• **Entries**:
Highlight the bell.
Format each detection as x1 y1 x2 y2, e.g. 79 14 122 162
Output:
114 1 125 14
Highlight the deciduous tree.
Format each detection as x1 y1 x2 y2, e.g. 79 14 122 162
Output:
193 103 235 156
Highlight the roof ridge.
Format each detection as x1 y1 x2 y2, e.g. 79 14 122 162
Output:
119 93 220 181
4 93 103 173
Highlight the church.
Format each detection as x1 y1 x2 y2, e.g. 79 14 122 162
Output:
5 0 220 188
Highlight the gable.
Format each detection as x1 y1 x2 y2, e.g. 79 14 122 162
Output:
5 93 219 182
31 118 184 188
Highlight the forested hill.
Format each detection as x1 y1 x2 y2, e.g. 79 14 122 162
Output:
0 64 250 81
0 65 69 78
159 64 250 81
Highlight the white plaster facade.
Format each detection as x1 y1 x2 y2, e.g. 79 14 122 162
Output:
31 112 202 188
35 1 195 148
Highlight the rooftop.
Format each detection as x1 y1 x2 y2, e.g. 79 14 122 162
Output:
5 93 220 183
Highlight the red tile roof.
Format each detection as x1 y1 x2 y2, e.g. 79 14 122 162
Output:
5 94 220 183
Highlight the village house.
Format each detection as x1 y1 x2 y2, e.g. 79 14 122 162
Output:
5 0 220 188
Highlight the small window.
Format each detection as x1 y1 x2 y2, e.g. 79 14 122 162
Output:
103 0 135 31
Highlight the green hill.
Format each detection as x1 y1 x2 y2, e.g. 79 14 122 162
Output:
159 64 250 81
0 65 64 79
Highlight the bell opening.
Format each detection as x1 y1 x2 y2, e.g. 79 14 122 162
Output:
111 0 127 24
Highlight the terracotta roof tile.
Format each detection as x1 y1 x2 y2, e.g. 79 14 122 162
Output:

• **Required work**: Please pull out every line of the rows above that contains the word "bell", copying each one in full.

• **Solution to the exercise**:
Highlight the bell.
Highlight the bell opening.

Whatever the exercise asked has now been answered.